[Start of section]

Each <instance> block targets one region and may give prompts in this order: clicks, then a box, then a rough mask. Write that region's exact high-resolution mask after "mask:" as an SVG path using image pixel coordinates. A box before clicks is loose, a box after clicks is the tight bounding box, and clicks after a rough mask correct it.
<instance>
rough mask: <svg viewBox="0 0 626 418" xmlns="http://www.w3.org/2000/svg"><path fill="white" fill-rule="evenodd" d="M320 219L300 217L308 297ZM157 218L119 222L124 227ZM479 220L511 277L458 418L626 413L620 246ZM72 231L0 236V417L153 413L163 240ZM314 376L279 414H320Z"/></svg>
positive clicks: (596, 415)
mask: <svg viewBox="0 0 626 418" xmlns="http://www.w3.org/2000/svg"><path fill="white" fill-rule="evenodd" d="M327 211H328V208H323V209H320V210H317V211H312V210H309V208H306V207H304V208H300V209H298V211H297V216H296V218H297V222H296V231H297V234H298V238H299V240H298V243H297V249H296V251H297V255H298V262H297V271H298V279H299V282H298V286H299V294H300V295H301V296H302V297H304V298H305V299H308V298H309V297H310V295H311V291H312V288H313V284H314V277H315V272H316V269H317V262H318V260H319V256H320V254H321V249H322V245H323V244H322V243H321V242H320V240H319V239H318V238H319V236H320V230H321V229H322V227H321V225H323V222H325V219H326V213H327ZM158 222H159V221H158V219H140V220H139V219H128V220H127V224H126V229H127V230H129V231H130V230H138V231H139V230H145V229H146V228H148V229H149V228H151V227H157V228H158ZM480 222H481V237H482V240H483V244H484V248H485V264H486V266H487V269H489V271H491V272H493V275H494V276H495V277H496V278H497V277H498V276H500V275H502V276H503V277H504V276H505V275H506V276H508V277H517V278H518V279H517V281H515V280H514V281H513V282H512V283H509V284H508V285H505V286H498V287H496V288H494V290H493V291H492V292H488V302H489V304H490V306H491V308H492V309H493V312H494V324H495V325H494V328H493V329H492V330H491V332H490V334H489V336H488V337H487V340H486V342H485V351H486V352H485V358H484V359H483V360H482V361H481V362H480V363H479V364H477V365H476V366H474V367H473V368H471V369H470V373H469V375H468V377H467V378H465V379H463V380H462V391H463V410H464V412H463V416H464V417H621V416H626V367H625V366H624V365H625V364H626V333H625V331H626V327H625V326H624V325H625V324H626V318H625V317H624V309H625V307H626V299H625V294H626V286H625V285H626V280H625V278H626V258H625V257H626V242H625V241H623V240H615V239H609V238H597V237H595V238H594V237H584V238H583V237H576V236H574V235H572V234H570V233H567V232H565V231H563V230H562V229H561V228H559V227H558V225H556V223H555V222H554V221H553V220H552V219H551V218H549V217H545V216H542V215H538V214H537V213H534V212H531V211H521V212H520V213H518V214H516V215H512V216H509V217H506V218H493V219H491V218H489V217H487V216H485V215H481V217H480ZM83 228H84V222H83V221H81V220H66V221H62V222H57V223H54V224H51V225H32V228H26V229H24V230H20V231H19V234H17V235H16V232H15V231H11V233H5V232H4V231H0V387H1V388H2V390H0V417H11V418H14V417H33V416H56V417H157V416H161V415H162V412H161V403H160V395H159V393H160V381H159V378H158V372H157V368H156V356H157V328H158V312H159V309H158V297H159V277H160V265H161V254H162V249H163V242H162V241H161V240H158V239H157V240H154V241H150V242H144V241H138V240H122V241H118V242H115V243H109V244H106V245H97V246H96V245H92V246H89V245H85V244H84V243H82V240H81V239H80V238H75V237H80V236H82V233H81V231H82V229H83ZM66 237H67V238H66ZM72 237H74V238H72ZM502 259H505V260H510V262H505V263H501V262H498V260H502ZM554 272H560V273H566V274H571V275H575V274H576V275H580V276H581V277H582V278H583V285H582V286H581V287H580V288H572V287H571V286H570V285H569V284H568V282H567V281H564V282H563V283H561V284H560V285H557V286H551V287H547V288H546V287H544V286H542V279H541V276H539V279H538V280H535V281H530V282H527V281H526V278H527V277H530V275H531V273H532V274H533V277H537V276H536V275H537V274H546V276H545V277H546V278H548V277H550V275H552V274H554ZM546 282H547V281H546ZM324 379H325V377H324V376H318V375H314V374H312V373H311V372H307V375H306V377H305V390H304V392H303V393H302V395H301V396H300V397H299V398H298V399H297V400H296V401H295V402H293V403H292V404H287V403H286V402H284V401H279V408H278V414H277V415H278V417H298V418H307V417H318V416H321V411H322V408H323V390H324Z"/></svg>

[End of section]

Character for character, output the whole material above.

> [WRITTEN SOLUTION]:
Each <instance> block targets one region and may give prompts in this order: clicks, then a box, then a rough mask. Write that region's exact high-resolution mask after "mask:" as an SVG path using image pixel coordinates. A box before clicks is loose, a box after clicks is the tight bounding box, and clicks after a rough mask correct it.
<instance>
rough mask: <svg viewBox="0 0 626 418" xmlns="http://www.w3.org/2000/svg"><path fill="white" fill-rule="evenodd" d="M320 219L300 217L308 297ZM157 218L119 222L124 227ZM479 220L511 277L458 418L626 413L620 246ZM72 231L0 236V417L153 413L163 240ZM314 376L279 414H320Z"/></svg>
positive clicks: (596, 415)
mask: <svg viewBox="0 0 626 418" xmlns="http://www.w3.org/2000/svg"><path fill="white" fill-rule="evenodd" d="M327 211H328V208H323V209H320V210H317V211H312V210H309V208H306V207H304V208H300V209H298V211H297V216H296V218H297V222H296V231H297V234H298V238H299V240H298V243H297V249H296V251H297V255H298V262H297V271H298V279H299V282H298V286H299V294H300V295H301V296H302V297H304V298H305V299H308V298H309V297H310V295H311V291H312V288H313V284H314V277H315V272H316V269H317V262H318V260H319V256H320V254H321V249H322V245H323V244H322V243H321V242H320V240H319V239H318V238H319V236H320V230H321V229H322V227H321V225H323V222H325V219H326V213H327ZM158 222H159V221H158V219H140V220H139V219H128V220H127V224H126V229H127V230H129V231H130V230H138V231H139V230H145V229H146V228H148V229H149V228H151V227H157V228H158ZM480 222H481V237H482V240H483V244H484V248H485V264H486V266H487V269H489V271H491V272H493V275H494V276H495V277H496V278H497V277H498V276H500V275H502V276H503V277H504V276H505V275H506V276H508V277H517V278H518V279H517V281H515V280H514V281H513V282H512V283H509V284H508V285H505V286H498V287H496V288H494V290H493V291H492V292H488V302H489V304H490V306H491V308H492V309H493V312H494V324H495V325H494V328H493V329H492V330H491V332H490V334H489V336H488V337H487V340H486V342H485V351H486V352H485V358H484V359H483V360H482V361H481V362H480V363H479V364H477V365H476V366H474V367H473V368H471V369H470V373H469V375H468V377H467V378H465V379H463V380H462V391H463V410H464V412H463V416H464V417H621V416H626V367H625V366H624V365H625V364H626V333H625V331H626V327H625V326H624V325H625V324H626V318H625V317H624V309H625V307H626V299H625V294H626V286H625V285H626V280H625V278H626V258H625V257H626V242H625V241H623V240H615V239H609V238H597V237H595V238H594V237H584V238H583V237H576V236H574V235H572V234H570V233H567V232H565V231H563V230H562V229H561V228H559V227H558V225H556V223H555V222H554V221H553V220H552V219H551V218H549V217H545V216H542V215H538V214H537V213H534V212H531V211H521V212H520V213H518V214H516V215H512V216H509V217H506V218H493V219H491V218H489V217H487V216H485V215H481V217H480ZM83 228H84V222H83V221H81V220H66V221H62V222H57V223H54V224H51V225H32V228H26V229H24V230H20V231H19V234H17V235H16V232H15V231H11V233H5V232H4V231H0V387H1V388H2V390H0V417H11V418H14V417H33V416H56V417H157V416H161V415H162V412H161V403H160V395H159V393H160V381H159V378H158V372H157V368H156V356H157V328H158V312H159V309H158V297H159V277H160V265H161V254H162V249H163V242H162V241H161V240H158V239H157V240H154V241H150V242H144V241H138V240H122V241H118V242H115V243H109V244H106V245H97V246H96V245H92V246H89V245H85V244H84V243H82V240H81V239H80V238H75V237H80V236H82V233H81V231H82V229H83ZM66 237H67V238H66ZM72 237H74V238H72ZM502 259H505V260H510V262H505V263H501V262H498V260H502ZM554 272H560V273H566V274H571V275H575V274H576V275H580V276H581V277H582V278H583V285H582V286H581V287H580V288H572V287H571V286H570V285H569V284H568V282H567V281H564V282H563V283H561V284H560V285H557V286H551V287H547V288H546V287H544V286H542V279H541V276H539V279H538V280H535V281H530V282H527V281H526V278H527V277H530V275H531V273H532V274H533V277H537V276H536V275H537V274H546V276H545V277H546V278H548V277H550V275H552V274H554ZM546 282H547V281H546ZM324 379H325V377H324V376H318V375H314V374H312V373H311V372H307V375H306V377H305V390H304V392H303V393H302V395H301V396H300V397H299V398H298V399H297V400H296V401H295V402H293V403H292V404H287V403H286V402H284V401H279V408H278V414H277V415H278V417H298V418H307V417H318V416H321V411H322V408H323V390H324Z"/></svg>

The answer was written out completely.